■ Ausgangstext:

-=-=-

Allgemeine Informationen
Definition
- Eine Schwellung am Hals kann unterschiedliche Ursachen haben.1
- Diagnostische Hinweise geben Begleitsymptome wie z. B. Schmerz, Fieber, Gewichtsverlust, Heiserkeit oder Schluckbeschwerden.
Häufigkeit
- Schwellungen am Hals sind nicht selten.
Diagnostische Überlegungen
- Im Bereich des Halses befinden sich viele Organe, die für eine Schwellung verantwortlich sein können.
- Ursachen können angeborenen Veränderungen, Infektionskrankheiten, maligne Erkrankungen oder Stoffwechselerkrankungen (Schilddrüse) sein.
- Wichtig ist die genaue Lokalisation der Schwellung, Beginn und Dauer und mögliche Begleitsymptome.
- Gerade bei Kindern kommt es im Rahmen von Infekten sehr häufig zu Lymphknotenschwellungen, die nach einer Weile von selbst wieder abklingen.
- Eine Schwellung am Hals kann aber auch zu einer lebensbedrohlichen Komplikation werden oder Ausdruck einer ernsthaften Erkrankung sein.
ICPC-2
- R21 Hals-/Rachensymptome/-beschwerd.
ICD-10
- B35 Dermatophytose [Tinea]
- B35.0 Tinea barbae und Tinea capitis
- C49.- Bösartige Neubildung sonstigen Bindegewebes und anderer Weichteilgewebe
- C73 Bösartige Neubildung der Schilddrüse
- C76 Bösartige Neubildung sonstiger und ungenau bezeichneter Lokalisationen
- C76.0 Kopf, Gesicht und Hals
- C77.0 Lymphknoten des Kopfes, des Gesichtes und des Halses
- C81 Hodgkin-Lymphom
- C82- 85 Non-Hodgkin-Lymphome
- D17.0 Gutartige Neubildung des Fettgewebes der Haut und der Unterhaut des Kopfes, des Gesichtes und des Halses
- E04.- Sonstige nichttoxische Struma
- E06 Thyreoiditis
- E07 Sonstige Krankheiten der Schilddrüse
- J03.- Akute Tonsillitis
- Q18.8 Sonstige näher bezeichnete angeborene Fehlbildungen des Gesichtes und des Halses
- Q18.9 Angeborene Fehlbildung des Gesichtes und des Halses, nicht näher bezeichnet
- K11.2 Sialadenitis
- R07.0 Hals- und Brustschmerzen
- R22.1 Schwellung am Hals
- R59.0 Lymphknotenvergrößerung, umschrieben
- R59.1 Lymphknotenvergrößerung, generalisiert
- R59.9 Lymphknotenvergrößerung, nicht näher bezeichnet
Differenzialdiagnosen
Angeborene Ursachen
- Angeborene Ursachen treten eher bei Kindern als Ursache für Halsschwellungen auf, manchmal manifestieren sie sich aber erst im Erwachsenenalter.

-=-=-

■ Datenliste:
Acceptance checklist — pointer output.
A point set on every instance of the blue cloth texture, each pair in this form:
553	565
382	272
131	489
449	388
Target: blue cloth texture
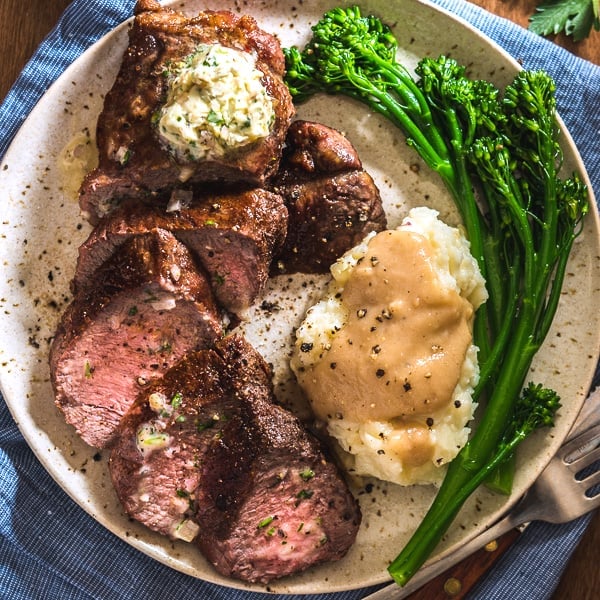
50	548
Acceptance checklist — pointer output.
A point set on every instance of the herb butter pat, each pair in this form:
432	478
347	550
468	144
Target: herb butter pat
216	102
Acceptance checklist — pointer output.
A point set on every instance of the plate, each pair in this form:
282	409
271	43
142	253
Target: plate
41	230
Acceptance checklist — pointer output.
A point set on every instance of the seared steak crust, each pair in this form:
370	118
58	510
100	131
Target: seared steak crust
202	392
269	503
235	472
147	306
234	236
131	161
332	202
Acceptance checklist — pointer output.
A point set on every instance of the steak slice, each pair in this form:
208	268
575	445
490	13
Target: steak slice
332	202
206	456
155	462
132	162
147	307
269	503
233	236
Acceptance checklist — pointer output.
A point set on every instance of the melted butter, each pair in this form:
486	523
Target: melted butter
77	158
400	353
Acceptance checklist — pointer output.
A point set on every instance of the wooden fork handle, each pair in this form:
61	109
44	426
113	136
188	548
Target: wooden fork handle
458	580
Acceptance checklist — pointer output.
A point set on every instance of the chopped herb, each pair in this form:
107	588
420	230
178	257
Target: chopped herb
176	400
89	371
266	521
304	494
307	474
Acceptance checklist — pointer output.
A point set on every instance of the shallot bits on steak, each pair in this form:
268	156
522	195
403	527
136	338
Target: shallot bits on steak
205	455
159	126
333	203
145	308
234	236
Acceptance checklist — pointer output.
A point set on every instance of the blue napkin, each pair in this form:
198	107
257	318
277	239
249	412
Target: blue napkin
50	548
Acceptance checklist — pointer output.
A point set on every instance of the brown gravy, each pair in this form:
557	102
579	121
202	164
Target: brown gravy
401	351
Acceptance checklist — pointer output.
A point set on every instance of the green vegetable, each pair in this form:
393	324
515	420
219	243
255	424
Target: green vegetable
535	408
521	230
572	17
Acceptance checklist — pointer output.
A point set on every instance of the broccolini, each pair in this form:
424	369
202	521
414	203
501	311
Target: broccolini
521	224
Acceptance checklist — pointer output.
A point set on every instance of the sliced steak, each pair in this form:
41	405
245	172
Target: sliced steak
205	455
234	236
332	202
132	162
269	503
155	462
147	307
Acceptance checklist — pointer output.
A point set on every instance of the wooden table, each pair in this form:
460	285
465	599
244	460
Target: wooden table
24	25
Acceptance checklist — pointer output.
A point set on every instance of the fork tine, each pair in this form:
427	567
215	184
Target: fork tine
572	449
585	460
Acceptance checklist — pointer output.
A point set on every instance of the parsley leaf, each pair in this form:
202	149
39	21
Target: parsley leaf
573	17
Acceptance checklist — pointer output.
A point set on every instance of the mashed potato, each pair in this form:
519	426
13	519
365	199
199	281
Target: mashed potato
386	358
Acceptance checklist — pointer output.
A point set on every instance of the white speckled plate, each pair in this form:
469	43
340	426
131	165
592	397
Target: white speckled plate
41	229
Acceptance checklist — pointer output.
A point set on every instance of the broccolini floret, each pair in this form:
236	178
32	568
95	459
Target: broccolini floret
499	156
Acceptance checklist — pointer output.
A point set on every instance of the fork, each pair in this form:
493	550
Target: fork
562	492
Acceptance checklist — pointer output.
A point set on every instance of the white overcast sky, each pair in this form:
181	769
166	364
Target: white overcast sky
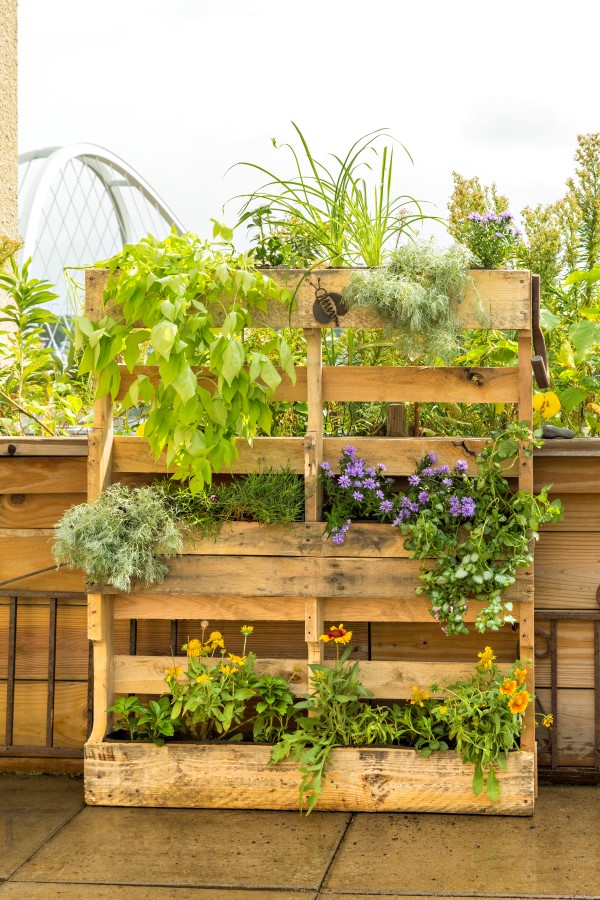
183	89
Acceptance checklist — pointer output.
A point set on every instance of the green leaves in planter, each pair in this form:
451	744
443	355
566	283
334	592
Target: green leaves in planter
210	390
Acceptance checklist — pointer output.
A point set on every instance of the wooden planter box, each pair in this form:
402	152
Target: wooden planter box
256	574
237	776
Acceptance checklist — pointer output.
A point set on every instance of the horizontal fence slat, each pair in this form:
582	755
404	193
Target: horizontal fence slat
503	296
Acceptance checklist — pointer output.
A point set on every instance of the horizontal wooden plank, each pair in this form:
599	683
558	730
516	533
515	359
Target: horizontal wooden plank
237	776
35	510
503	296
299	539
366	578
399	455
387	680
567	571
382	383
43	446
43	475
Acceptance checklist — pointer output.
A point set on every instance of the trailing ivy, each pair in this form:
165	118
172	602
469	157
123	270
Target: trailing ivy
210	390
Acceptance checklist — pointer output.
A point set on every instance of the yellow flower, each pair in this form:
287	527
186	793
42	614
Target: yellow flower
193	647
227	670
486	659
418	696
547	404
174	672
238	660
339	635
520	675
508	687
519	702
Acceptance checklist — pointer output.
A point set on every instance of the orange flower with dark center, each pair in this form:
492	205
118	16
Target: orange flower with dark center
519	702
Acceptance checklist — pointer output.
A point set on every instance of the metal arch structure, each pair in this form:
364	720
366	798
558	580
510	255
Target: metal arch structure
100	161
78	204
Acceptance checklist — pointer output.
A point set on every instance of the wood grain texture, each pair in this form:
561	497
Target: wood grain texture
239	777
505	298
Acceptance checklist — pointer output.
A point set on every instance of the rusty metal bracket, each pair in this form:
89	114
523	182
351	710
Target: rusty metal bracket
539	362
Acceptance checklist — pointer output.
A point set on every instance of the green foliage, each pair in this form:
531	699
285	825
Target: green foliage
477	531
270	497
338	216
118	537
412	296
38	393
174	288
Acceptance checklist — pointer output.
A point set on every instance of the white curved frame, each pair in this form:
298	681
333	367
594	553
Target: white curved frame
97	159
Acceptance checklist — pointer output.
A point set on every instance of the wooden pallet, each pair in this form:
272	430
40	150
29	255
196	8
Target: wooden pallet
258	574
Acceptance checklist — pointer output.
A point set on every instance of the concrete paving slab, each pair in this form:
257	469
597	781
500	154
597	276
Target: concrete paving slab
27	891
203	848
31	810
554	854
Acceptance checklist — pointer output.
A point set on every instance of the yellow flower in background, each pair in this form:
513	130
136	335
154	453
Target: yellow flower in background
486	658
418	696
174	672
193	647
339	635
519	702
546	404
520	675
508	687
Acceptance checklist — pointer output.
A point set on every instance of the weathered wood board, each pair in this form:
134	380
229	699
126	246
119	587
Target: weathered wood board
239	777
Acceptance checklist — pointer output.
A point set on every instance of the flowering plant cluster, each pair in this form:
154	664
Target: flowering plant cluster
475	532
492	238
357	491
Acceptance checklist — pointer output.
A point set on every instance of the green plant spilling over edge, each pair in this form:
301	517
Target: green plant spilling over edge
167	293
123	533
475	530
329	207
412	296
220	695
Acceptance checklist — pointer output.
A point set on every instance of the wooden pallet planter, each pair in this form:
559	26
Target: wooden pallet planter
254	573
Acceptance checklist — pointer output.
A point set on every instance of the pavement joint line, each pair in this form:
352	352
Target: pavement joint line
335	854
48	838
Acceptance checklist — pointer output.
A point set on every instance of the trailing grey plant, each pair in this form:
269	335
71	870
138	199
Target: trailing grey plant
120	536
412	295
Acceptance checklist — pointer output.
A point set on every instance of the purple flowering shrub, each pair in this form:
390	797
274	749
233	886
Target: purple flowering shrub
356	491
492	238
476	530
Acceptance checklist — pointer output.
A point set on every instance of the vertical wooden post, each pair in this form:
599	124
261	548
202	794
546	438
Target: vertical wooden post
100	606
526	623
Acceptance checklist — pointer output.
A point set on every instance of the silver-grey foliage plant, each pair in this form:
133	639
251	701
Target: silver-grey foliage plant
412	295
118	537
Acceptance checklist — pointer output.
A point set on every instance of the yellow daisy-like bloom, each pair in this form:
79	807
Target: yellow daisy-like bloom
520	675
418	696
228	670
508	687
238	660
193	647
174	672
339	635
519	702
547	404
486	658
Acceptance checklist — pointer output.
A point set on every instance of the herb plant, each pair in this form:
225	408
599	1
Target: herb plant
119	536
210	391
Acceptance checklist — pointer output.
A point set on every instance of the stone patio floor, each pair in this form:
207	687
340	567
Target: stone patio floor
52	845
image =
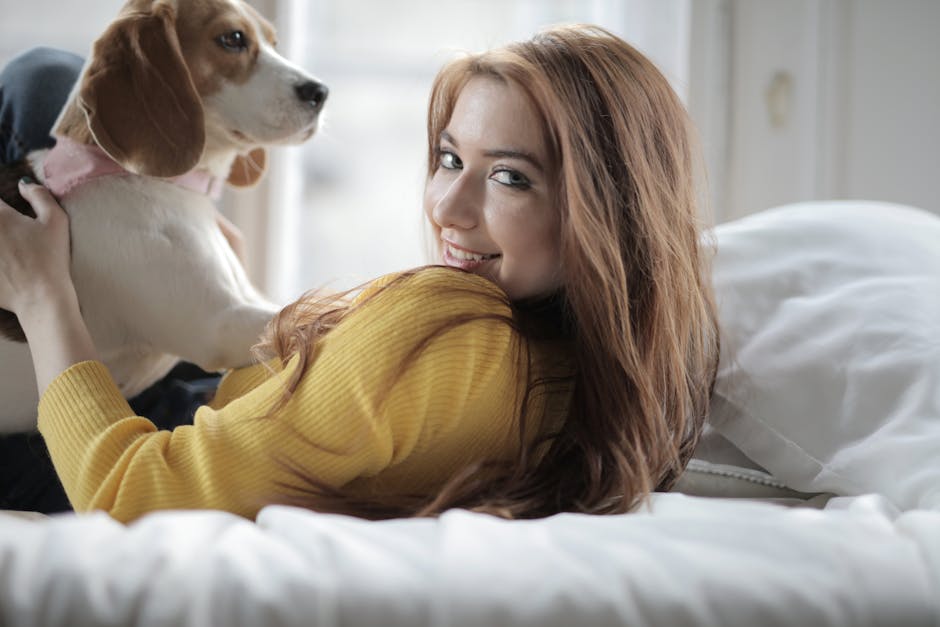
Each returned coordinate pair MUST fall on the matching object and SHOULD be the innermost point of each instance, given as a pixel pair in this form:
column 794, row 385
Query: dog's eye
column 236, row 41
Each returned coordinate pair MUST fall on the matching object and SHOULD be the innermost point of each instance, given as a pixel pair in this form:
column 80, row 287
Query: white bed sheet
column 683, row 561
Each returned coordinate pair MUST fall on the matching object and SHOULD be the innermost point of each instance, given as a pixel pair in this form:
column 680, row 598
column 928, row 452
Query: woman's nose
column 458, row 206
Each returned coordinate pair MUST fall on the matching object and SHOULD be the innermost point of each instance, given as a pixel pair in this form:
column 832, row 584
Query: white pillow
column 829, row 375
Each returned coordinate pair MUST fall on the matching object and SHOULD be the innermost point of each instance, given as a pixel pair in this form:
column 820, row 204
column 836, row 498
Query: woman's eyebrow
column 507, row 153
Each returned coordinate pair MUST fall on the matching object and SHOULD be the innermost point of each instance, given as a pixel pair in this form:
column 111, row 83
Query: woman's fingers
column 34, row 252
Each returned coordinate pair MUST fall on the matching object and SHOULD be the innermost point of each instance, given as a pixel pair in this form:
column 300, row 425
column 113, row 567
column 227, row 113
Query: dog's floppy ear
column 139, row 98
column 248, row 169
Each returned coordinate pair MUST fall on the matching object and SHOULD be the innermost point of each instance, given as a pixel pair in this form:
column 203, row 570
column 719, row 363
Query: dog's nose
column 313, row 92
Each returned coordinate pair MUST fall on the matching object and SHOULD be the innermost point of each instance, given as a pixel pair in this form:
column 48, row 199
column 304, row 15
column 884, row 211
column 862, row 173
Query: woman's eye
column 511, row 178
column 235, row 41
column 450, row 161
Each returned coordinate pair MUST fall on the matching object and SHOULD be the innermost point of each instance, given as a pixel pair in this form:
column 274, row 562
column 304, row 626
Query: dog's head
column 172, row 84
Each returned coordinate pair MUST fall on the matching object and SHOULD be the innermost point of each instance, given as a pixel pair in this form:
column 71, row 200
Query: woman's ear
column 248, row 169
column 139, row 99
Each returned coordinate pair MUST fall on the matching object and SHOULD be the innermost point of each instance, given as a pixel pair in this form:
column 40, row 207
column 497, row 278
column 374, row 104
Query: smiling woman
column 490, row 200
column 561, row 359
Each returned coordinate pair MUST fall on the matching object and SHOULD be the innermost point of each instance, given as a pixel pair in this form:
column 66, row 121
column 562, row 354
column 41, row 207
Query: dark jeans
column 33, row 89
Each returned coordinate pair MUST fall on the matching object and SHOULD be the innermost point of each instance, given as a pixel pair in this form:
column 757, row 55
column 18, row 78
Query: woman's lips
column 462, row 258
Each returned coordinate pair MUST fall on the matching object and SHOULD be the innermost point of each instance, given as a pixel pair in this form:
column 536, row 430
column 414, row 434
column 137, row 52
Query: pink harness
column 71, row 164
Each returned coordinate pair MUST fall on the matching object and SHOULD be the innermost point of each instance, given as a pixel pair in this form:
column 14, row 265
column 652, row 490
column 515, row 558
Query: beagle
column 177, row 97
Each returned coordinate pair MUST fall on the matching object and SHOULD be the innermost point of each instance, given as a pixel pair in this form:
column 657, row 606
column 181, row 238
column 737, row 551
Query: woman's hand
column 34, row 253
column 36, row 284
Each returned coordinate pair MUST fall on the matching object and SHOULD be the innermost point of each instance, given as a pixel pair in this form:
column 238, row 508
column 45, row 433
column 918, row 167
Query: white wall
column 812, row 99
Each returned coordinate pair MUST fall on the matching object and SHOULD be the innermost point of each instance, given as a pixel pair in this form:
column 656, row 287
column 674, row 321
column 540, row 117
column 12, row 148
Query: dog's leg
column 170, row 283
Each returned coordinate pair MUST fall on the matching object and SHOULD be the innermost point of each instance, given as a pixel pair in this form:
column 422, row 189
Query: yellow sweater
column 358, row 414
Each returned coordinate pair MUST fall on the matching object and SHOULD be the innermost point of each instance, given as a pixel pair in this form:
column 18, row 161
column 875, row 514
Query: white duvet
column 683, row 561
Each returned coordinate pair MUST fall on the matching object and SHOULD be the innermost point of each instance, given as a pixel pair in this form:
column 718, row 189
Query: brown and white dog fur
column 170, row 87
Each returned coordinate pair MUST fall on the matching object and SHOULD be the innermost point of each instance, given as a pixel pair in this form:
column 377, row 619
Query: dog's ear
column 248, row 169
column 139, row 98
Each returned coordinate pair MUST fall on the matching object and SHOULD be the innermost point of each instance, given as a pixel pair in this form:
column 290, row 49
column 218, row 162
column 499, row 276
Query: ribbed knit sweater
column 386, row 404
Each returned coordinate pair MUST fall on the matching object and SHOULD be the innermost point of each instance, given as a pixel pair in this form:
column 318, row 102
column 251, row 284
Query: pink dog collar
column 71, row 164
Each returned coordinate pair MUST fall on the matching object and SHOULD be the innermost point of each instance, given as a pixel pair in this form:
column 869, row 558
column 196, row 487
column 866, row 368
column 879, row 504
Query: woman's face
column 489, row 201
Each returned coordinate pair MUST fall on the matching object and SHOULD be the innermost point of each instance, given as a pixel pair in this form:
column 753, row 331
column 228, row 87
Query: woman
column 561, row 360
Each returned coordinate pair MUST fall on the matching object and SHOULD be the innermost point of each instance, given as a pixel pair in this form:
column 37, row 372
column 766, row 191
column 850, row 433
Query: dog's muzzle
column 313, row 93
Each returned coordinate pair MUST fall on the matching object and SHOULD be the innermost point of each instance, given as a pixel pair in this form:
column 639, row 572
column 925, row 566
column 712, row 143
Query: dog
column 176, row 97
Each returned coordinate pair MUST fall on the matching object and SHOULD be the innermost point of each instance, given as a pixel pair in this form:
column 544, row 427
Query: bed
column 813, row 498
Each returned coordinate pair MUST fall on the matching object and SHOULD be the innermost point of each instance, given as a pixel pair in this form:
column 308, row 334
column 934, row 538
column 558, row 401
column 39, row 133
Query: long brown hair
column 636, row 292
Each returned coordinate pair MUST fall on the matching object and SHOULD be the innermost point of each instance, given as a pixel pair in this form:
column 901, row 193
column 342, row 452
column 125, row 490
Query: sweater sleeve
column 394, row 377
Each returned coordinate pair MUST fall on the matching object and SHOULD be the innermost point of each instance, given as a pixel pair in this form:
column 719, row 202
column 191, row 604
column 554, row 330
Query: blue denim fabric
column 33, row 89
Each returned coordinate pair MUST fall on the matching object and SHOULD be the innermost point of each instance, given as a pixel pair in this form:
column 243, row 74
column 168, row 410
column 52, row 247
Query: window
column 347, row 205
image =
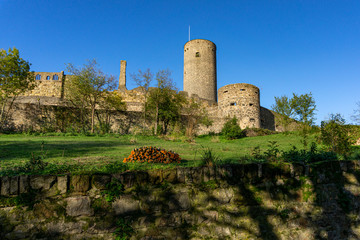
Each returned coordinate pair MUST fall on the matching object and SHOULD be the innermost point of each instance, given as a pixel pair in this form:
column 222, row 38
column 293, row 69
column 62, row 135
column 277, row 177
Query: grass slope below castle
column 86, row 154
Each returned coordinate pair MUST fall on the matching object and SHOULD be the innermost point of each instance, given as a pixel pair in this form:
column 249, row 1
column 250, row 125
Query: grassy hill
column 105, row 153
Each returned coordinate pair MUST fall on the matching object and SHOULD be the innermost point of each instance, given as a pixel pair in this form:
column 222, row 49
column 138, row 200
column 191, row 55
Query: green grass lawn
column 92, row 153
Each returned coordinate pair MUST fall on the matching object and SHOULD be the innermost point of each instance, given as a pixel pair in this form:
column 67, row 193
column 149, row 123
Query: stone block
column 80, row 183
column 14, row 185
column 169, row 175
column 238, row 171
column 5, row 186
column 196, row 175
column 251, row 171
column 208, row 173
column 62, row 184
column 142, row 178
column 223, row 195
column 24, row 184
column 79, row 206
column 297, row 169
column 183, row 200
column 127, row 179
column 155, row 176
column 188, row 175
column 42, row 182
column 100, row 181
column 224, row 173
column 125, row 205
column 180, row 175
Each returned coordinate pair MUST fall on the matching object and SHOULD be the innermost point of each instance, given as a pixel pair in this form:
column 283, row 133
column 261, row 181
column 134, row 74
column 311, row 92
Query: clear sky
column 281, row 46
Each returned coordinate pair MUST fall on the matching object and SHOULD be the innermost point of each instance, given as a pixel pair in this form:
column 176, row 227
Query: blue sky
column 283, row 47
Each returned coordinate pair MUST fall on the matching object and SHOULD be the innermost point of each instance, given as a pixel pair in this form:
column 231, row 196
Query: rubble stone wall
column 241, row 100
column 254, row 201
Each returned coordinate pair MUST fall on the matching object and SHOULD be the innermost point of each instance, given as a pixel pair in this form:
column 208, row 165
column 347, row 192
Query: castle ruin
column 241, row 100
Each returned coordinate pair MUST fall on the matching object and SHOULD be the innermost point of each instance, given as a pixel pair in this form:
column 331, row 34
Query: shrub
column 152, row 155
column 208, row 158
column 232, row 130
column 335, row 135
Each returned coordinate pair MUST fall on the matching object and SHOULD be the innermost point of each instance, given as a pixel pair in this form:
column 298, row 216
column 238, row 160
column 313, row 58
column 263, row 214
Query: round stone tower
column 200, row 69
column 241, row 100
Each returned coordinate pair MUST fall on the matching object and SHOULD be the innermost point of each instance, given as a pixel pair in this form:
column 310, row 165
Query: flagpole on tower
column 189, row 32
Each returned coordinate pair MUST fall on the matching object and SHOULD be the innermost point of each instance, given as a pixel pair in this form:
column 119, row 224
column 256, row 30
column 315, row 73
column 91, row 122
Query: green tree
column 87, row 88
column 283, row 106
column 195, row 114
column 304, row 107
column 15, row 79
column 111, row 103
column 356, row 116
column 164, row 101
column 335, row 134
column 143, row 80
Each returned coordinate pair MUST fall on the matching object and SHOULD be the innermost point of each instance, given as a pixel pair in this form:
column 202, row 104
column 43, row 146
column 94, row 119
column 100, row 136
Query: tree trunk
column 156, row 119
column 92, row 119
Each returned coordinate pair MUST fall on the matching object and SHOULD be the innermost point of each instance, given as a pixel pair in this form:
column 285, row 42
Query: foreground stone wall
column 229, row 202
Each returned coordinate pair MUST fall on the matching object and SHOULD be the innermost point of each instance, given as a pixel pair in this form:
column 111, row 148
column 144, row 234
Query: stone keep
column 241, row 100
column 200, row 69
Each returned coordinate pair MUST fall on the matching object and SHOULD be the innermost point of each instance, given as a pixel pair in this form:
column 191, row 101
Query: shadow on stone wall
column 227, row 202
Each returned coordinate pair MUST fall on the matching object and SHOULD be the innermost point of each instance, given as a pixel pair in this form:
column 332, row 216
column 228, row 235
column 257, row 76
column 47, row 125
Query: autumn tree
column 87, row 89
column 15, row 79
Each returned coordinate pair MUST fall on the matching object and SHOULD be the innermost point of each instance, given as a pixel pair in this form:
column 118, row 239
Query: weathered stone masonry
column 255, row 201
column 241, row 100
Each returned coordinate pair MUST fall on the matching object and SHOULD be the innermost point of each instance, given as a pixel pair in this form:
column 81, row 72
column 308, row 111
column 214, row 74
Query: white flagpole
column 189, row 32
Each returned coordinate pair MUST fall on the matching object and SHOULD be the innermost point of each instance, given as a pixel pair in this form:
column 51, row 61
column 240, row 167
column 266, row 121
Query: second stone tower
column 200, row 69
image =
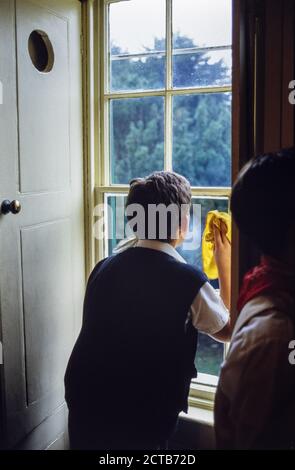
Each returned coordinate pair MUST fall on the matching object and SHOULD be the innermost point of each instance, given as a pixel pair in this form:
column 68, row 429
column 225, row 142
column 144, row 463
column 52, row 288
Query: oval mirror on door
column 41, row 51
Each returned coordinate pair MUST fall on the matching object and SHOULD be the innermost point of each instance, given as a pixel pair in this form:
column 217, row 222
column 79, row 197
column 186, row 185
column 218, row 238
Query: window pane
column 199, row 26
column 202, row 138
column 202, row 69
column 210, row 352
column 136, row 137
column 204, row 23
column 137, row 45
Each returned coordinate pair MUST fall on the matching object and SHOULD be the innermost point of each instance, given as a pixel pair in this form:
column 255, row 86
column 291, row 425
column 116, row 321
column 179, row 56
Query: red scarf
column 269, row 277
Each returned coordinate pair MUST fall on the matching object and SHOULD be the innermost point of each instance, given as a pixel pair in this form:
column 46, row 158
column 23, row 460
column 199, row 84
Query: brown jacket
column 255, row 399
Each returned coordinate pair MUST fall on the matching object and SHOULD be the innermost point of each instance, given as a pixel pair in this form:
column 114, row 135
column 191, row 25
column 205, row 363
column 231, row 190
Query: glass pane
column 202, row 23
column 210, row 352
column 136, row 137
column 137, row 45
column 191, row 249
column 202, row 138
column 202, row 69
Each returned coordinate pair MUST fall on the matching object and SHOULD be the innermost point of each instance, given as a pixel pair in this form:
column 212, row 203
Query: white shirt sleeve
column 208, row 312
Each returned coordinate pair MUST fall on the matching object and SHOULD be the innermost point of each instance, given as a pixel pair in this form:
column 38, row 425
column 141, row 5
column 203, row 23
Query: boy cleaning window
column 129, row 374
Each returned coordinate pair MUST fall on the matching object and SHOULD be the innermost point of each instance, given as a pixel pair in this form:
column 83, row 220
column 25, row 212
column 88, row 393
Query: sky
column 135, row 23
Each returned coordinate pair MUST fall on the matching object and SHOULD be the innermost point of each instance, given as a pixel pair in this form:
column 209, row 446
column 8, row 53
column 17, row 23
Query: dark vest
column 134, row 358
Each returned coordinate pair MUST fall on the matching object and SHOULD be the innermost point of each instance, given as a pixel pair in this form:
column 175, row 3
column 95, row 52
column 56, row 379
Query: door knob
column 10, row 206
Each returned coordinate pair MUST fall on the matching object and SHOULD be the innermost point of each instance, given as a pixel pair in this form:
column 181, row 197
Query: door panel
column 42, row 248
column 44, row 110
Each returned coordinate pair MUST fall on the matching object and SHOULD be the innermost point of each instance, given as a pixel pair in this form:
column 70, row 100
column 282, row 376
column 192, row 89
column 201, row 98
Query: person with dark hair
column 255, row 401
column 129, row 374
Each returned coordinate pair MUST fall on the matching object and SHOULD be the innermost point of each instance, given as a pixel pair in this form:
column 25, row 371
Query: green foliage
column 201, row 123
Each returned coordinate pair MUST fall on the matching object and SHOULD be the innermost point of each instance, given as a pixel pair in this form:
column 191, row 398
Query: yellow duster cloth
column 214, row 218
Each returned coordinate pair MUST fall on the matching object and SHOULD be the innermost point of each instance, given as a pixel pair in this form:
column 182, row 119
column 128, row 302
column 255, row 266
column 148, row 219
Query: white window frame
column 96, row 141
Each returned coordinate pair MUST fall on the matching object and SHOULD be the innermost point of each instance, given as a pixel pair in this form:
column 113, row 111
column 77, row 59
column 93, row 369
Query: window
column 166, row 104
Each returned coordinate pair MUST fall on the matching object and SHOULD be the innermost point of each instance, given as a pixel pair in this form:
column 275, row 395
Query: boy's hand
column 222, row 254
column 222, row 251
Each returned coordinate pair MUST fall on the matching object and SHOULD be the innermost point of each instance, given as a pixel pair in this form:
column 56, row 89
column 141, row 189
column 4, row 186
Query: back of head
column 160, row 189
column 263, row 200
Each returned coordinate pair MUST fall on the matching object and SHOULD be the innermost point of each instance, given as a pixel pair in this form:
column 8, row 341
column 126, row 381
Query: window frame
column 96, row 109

-=-=-

■ Deine Aufgabe: Gib aus dem Text über Schwellungen am Hals das Stück von „Diagnostische Überlegungen“ bis einschließlich „und mögliche Begleitsymptome.“ wortgetreu wieder.

■ Antwort unten:
Diagnostische Überlegungen
- Im Bereich des Halses befinden sich viele Organe, die für eine Schwellung verantwortlich sein können.
- Ursachen können angeborenen Veränderungen, Infektionskrankheiten, maligne Erkrankungen oder Stoffwechselerkrankungen (Schilddrüse) sein.
- Wichtig ist die genaue Lokalisation der Schwellung, Beginn und Dauer und mögliche Begleitsymptome.